• [PROBLEM DETAILS]:
Copy the whole listing below word for word, leaving out the pictures.

• [DATA RECORDS]:

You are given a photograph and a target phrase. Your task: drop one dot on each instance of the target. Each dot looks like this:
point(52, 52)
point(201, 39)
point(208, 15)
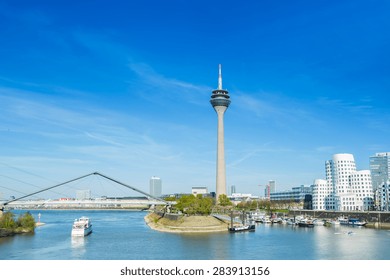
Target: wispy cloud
point(157, 87)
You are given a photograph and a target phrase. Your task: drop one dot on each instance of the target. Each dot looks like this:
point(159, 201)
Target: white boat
point(318, 222)
point(266, 220)
point(81, 227)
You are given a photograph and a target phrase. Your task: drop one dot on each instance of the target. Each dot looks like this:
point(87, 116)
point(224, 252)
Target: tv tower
point(220, 100)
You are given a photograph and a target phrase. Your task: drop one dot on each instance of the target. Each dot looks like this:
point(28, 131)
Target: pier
point(374, 219)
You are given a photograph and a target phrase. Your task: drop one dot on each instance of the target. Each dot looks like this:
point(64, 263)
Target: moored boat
point(242, 228)
point(82, 227)
point(356, 222)
point(306, 223)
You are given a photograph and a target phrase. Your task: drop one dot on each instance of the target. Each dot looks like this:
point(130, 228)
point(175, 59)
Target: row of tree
point(199, 205)
point(23, 223)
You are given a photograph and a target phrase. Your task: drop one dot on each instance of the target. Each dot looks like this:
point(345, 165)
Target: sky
point(123, 88)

• [SOLUTION FOR THIS EXERCISE]:
You are given a photograph and a target phrase. Your task: drop one dot on each instance of the target. Each dot looks like this:
point(52, 52)
point(201, 39)
point(208, 15)
Target: wispy cloud
point(157, 87)
You are given a photograph and a target phrase. Your task: drop one dot on each instance of the target. Each dot looks like this:
point(159, 201)
Target: white boat
point(318, 222)
point(266, 220)
point(81, 227)
You are given a photograph and a target phrase. Your task: drop one dot on each instance of the target. Each dot looks like this:
point(87, 116)
point(224, 252)
Target: tv tower
point(220, 100)
You are given a photograph and a target phrase. Your task: drop one dot on each instance of the target. Each dot looks like this:
point(28, 131)
Target: pier
point(374, 219)
You are given a photograph and a target phrase. Your task: drop one dot on each instance of the target. Each dot looks like this:
point(64, 263)
Target: moored boat
point(242, 228)
point(82, 227)
point(356, 222)
point(306, 223)
You are given a photograph and a target phrase. Your task: drop one dot on each instance of the target. Each dot looks like this:
point(130, 228)
point(175, 59)
Target: row of tree
point(199, 205)
point(23, 223)
You are given a photograph and a target phrase. Your task: drop one dot on each instance of the target. Each dot looks like this:
point(345, 165)
Target: sky
point(123, 88)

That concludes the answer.